__Your objective__: Pick each line containing the word "woman" out of the data below.
(Supplied material begins)
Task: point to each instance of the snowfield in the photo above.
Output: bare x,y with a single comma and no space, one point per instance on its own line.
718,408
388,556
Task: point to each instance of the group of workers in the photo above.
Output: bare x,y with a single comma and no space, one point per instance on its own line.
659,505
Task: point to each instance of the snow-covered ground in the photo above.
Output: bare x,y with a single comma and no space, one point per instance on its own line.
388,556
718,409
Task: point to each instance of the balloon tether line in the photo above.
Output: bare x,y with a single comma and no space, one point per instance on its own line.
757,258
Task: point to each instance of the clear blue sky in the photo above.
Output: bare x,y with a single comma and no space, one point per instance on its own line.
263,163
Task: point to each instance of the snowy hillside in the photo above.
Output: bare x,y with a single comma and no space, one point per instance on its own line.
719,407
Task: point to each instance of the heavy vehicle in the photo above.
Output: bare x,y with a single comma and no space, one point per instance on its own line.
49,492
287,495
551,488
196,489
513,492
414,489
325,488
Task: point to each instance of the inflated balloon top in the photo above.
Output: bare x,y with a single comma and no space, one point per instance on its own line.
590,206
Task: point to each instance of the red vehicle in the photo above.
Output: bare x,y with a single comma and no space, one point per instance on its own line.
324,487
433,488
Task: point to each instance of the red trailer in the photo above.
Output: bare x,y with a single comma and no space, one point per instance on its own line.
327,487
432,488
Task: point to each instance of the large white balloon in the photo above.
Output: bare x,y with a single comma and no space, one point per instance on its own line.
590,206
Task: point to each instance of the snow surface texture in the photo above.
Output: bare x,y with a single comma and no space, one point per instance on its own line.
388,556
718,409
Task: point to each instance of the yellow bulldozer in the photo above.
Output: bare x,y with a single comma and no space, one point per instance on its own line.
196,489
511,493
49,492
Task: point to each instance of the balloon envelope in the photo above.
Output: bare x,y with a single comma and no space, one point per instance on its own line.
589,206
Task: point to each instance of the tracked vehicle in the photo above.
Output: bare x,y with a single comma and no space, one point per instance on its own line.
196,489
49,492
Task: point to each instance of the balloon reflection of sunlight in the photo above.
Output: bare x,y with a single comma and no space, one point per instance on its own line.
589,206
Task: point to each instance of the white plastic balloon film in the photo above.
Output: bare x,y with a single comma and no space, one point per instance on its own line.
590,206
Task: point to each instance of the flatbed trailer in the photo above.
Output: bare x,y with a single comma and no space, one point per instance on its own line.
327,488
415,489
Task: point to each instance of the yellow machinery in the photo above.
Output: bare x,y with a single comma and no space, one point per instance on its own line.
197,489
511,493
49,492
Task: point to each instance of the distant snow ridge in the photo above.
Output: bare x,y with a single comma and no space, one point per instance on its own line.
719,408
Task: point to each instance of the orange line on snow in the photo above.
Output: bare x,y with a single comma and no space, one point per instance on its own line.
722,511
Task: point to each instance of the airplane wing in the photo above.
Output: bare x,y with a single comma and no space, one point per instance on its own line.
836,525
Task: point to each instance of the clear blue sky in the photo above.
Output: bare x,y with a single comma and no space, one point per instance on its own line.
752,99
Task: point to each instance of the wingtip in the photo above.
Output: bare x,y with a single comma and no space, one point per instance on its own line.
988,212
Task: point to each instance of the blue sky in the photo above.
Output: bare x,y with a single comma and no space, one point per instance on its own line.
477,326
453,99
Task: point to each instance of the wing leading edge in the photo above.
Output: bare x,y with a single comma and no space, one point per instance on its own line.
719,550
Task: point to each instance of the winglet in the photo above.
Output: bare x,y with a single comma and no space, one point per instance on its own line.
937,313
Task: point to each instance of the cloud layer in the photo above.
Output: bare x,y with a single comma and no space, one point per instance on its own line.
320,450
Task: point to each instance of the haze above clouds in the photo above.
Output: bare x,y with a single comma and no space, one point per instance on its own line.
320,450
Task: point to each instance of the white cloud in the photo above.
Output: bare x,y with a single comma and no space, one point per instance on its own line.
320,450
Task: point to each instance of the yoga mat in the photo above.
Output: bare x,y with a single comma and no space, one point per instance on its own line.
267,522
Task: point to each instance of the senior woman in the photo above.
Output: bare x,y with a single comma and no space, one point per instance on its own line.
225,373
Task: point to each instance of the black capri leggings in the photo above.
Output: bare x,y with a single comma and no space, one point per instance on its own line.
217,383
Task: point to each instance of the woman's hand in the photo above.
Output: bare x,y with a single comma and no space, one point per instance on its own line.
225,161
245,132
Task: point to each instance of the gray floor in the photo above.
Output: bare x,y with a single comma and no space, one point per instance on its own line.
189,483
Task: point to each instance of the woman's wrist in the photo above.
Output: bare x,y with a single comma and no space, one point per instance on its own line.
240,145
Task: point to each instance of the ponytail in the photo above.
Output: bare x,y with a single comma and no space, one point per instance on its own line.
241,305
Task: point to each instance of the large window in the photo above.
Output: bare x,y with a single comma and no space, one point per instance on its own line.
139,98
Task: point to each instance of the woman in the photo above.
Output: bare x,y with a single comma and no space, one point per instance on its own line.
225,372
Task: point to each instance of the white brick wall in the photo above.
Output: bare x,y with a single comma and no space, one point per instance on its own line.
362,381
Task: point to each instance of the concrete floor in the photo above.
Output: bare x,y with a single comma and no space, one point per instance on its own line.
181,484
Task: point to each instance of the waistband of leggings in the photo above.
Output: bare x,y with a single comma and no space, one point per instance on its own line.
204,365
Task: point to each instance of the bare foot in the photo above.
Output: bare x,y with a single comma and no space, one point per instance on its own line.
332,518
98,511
(Supplied material ends)
__Result__:
Task: point to each instance of the senior woman in the photo above.
Task: point to each instance of the woman's hand in the photo above.
Task: point to each instance of the woman's wrist in the photo above.
Task: point to each instance of the woman in the photo above.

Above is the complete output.